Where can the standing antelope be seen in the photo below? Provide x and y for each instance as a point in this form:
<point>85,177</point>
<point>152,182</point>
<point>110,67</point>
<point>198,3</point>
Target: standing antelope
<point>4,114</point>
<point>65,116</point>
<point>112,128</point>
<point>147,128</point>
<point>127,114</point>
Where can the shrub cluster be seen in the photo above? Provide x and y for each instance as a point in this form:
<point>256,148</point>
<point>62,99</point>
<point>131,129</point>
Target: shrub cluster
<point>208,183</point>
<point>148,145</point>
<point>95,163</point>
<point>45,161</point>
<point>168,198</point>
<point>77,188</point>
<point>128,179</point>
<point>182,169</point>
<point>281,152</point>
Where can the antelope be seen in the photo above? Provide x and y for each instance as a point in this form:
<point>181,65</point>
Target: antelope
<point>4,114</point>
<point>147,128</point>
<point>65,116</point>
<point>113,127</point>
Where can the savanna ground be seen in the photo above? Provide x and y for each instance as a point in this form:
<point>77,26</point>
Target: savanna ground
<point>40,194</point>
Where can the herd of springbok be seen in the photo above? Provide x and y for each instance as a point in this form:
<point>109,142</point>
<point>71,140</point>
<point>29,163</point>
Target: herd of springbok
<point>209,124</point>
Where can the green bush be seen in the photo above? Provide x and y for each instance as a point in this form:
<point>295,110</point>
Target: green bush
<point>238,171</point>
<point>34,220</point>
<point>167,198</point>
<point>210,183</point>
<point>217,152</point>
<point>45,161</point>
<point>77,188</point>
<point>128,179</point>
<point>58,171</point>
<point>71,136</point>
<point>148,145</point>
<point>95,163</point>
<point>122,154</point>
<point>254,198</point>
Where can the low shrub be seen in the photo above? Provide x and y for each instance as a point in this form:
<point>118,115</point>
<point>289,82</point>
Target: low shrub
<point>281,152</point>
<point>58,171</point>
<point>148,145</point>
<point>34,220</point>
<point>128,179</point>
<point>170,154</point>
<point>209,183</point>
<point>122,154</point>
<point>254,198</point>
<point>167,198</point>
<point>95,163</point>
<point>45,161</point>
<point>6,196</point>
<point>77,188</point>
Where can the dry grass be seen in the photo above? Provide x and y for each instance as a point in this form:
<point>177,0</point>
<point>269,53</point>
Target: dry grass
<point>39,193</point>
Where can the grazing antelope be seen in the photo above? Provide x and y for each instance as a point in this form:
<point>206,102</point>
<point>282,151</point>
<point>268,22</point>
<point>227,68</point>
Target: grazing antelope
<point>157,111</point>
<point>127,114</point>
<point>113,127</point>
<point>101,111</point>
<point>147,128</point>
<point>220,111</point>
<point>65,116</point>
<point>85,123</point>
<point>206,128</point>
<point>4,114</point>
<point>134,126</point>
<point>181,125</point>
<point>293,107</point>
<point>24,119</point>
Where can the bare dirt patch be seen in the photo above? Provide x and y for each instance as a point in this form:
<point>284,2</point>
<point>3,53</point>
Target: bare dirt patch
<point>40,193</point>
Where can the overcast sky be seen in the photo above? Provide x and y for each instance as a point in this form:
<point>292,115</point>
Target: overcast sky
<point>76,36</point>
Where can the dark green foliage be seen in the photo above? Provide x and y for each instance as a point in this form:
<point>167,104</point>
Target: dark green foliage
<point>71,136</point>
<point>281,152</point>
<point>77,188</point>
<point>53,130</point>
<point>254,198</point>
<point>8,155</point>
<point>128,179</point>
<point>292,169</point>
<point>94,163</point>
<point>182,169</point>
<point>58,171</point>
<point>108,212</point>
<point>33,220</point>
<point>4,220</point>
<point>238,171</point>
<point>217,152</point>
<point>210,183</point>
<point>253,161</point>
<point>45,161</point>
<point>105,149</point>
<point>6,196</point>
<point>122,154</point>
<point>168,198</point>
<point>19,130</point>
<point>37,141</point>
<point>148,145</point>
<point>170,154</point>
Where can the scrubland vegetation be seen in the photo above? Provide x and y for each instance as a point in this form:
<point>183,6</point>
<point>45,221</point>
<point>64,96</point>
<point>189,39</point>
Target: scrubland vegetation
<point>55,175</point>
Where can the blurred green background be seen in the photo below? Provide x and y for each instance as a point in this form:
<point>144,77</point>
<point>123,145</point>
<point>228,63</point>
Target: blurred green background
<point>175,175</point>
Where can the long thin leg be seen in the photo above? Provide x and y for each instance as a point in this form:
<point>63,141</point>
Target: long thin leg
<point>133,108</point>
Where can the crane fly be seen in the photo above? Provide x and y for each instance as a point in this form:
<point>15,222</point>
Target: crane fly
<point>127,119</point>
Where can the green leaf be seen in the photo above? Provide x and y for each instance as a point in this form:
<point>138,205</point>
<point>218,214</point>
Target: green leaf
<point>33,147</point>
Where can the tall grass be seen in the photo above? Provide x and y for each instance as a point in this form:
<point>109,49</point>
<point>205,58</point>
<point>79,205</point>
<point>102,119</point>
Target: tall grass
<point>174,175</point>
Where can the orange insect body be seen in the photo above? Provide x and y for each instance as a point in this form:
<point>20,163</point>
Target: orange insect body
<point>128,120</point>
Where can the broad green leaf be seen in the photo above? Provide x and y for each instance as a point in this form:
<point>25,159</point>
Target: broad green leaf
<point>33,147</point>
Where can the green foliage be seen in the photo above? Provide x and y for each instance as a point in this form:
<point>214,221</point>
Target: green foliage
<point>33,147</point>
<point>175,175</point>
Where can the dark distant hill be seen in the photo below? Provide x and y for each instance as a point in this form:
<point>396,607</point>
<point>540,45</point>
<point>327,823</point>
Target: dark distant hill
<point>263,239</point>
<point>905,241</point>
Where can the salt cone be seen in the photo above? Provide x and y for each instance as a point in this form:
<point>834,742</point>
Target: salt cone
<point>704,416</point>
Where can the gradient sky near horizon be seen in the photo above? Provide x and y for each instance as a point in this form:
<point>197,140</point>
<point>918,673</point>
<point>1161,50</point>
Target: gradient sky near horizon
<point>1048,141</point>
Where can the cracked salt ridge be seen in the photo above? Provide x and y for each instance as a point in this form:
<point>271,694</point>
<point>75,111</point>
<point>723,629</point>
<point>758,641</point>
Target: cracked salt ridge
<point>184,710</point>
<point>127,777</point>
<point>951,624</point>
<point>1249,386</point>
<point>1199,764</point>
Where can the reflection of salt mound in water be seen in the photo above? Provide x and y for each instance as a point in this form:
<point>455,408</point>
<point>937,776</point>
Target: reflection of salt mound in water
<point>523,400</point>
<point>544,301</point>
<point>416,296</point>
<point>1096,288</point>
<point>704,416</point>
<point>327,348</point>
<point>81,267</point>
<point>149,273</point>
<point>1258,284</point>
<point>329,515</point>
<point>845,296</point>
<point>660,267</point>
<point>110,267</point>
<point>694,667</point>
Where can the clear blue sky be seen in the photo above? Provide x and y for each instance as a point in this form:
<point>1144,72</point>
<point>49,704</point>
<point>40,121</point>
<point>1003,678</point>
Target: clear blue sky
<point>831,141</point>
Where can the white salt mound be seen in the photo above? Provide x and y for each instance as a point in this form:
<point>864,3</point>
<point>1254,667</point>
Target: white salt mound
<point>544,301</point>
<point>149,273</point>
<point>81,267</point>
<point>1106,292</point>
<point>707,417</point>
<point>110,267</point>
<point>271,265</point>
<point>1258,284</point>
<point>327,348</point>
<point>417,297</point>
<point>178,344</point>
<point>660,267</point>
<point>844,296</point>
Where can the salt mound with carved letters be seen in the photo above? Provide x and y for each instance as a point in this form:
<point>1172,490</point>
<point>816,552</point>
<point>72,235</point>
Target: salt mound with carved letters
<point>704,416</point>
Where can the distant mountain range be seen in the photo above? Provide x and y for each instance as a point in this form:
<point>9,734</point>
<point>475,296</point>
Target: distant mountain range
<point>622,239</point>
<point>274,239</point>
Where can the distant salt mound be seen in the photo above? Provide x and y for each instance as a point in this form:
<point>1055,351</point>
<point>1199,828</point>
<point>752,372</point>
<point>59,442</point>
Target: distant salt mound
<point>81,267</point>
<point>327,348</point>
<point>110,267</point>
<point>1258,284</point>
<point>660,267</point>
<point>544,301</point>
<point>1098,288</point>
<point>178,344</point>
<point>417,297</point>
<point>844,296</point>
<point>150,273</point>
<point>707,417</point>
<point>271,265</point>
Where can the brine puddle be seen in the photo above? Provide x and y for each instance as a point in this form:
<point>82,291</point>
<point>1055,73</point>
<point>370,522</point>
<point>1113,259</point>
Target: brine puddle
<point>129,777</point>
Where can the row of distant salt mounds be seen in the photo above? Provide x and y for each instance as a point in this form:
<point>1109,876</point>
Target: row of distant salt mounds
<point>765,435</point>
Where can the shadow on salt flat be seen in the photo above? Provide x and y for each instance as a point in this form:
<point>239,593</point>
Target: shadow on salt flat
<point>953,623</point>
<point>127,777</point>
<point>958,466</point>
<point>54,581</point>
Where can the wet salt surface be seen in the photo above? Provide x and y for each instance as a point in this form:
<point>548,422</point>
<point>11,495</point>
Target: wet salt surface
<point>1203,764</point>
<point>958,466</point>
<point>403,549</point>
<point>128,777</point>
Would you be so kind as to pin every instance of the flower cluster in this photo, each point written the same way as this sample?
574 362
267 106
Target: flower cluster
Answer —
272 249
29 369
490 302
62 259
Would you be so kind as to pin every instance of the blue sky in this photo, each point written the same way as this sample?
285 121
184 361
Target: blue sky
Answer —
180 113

******************************

◆ What is required ◆
Copy exactly the lines from the one containing "Where can the wet" through the last line of the records, both included, and nothing else.

◆ Final result ◆
Where can the wet salt surface be seen in the photo above? Provide x and y for each instance as a point in this form:
<point>548,422</point>
<point>11,495</point>
Target: wet salt surface
<point>1203,764</point>
<point>958,466</point>
<point>403,549</point>
<point>128,777</point>
Would you be so kind as to pin every instance of the flower cluster in this photo, each point written the same way as this sample?
574 362
267 106
Target: flower cluster
Answer —
272 249
29 369
490 302
62 259
Would you be so kind as to pin every instance of the blue sky in this photo, each point written the same way as this sample?
285 121
184 361
Target: blue sky
Answer —
180 113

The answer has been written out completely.